It’s been one year since I started studying programming using Codecademy.com. I set out to study 4 to 5 times a week, every week, 1 lesson page at a time. My longest streak on record is 12 weeks in a row. I’ve completed 86% of the Learn Python 3 course (a hefty course that covers programming fundamentals) and finished the Command Line course too (Linux terminal is not so scary anymore!)

I just finished an online project called ‘Fending the Hacker’ where I read and write to CSV and JSON files programmatically with Python. I didn’t realize this till the end, but this project built on prior lesson topics:

  • Functions
  • Loops
  • Lists
  • Dictionaries
  • Modules (JSON, CSV)
  • Files – Programmatic File Reading/Writing

Looking back on what I’m comfortable with now and how much I’ve learned in one year amazes me. I don’t look back much nor often. But I recall a sinking, confused feeling about not understanding loops, when to use a function, and the purpose of lists and dictionaries. Now I can’t imagine doing any Python analysis or mini project without loops and lists at a minimum. I’m comfortable using them, something distinctly different from before.

+ + +

- [Given exercise A] Output the section of the passage about learning to program verbatim, from "It’s been one" up to and including "Modules (JSON, CSV)".

+ + +

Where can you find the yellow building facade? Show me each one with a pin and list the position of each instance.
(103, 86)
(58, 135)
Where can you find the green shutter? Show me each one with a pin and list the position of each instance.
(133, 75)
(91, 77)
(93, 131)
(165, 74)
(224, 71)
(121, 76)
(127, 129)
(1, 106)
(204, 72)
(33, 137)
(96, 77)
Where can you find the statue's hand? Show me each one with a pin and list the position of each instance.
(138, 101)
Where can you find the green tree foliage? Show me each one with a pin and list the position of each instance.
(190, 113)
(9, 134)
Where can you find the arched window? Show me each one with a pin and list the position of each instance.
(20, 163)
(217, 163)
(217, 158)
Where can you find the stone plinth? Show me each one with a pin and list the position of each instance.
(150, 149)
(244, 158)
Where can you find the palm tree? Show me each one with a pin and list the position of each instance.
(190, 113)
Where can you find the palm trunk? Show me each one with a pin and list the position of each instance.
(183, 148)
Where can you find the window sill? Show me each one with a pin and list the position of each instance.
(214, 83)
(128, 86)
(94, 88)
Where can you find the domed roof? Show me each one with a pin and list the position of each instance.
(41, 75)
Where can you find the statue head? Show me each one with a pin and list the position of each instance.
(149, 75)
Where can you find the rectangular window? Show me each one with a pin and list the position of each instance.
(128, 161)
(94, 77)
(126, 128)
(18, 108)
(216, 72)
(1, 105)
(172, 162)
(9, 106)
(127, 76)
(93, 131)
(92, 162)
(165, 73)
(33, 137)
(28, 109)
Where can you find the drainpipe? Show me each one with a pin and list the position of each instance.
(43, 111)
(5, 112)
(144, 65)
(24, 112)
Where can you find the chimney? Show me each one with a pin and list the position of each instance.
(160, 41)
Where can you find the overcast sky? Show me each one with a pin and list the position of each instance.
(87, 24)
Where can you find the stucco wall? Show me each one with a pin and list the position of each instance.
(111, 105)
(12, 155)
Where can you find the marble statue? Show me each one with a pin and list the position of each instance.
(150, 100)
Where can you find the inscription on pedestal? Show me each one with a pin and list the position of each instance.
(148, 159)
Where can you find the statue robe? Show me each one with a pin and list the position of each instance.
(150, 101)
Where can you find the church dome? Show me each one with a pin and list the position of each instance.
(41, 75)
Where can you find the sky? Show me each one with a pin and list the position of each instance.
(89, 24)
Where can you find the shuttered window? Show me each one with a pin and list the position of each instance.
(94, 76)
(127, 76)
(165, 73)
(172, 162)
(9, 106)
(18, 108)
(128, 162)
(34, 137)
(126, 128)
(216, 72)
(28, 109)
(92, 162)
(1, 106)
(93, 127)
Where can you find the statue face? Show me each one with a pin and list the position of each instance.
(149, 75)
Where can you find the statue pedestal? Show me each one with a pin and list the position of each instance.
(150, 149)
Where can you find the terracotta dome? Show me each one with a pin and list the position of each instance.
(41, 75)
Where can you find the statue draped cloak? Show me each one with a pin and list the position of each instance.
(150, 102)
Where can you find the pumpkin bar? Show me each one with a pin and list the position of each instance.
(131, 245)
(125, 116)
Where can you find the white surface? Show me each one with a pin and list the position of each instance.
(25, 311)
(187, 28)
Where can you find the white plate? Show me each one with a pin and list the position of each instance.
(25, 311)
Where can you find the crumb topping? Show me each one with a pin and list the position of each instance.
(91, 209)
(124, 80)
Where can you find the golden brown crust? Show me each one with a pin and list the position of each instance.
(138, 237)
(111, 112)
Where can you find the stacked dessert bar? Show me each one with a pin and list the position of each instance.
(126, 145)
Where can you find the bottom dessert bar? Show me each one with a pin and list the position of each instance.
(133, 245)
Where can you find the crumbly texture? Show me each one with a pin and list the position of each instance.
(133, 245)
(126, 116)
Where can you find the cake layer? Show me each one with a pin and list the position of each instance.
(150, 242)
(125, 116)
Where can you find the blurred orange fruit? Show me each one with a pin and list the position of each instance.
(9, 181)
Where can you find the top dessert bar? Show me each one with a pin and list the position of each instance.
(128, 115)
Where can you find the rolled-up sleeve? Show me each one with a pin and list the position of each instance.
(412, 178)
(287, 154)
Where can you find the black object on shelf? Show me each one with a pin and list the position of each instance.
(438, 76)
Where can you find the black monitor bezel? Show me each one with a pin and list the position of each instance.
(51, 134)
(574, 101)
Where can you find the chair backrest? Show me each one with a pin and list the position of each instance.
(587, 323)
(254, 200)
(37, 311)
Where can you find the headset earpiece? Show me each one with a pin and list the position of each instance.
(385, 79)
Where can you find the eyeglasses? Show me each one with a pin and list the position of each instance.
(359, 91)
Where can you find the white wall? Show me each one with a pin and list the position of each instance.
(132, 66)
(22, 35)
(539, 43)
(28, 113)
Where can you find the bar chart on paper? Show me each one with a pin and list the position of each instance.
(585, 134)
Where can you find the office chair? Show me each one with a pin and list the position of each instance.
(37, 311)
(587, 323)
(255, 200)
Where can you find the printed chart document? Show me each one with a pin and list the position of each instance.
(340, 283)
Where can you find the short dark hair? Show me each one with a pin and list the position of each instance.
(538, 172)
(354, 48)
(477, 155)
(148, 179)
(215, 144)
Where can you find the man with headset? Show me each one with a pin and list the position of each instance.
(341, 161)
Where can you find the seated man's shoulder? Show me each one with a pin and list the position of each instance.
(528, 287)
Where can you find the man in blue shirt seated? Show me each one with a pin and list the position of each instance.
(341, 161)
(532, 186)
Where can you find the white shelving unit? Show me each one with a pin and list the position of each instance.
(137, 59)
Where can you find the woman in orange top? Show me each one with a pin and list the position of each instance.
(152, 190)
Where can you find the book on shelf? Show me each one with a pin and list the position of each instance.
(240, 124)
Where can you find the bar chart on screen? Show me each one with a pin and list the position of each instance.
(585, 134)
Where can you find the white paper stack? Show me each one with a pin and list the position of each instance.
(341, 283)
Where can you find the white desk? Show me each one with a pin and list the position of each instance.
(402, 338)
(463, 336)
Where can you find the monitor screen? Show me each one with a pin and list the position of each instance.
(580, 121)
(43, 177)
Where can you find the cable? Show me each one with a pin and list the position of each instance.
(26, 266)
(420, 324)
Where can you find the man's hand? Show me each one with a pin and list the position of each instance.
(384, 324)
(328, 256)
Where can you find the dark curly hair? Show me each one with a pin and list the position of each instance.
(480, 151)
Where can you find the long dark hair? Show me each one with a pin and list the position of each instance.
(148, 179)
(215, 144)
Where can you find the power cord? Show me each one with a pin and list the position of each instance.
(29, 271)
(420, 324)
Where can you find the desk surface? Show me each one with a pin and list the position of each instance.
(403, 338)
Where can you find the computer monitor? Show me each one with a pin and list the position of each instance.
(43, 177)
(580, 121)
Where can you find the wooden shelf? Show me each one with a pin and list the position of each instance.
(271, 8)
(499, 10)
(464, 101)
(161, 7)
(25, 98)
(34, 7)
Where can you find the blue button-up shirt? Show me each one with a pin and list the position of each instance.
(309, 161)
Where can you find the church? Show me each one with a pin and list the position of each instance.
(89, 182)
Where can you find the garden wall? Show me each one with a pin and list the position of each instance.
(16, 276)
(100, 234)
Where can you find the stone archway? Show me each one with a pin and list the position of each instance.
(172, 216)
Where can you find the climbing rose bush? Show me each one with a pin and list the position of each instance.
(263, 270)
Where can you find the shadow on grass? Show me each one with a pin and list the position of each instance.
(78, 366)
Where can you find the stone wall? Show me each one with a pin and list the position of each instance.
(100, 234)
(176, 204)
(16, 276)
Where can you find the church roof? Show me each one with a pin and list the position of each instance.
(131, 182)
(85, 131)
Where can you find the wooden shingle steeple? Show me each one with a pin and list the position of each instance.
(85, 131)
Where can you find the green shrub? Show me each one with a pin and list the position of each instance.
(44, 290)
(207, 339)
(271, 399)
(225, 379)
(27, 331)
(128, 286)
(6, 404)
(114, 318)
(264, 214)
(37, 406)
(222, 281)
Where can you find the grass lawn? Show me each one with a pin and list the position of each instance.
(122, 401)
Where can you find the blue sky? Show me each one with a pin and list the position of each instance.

+ + +

- [Given exercise B] Show every line of the entries that contains the word "dark", copying each line in full.

- [Task output A]
It’s been one year since I started studying programming using Codecademy.com. I set out to study 4 to 5 times a week, every week, 1 lesson page at a time. My longest streak on record is 12 weeks in a row. I’ve completed 86% of the Learn Python 3 course (a hefty course that covers programming fundamentals) and finished the Command Line course too (Linux terminal is not so scary anymore!)

I just finished an online project called ‘Fending the Hacker’ where I read and write to CSV and JSON files programmatically with Python. I didn’t realize this till the end, but this project built on prior lesson topics:

  • Functions
  • Loops
  • Lists
  • Dictionaries
  • Modules (JSON, CSV)

- [Task output B]
Where can you find the short dark hair? Show me each one with a pin and list the position of each instance.
Where can you find the dark curly hair? Show me each one with a pin and list the position of each instance.
Where can you find the long dark hair? Show me each one with a pin and list the position of each instance.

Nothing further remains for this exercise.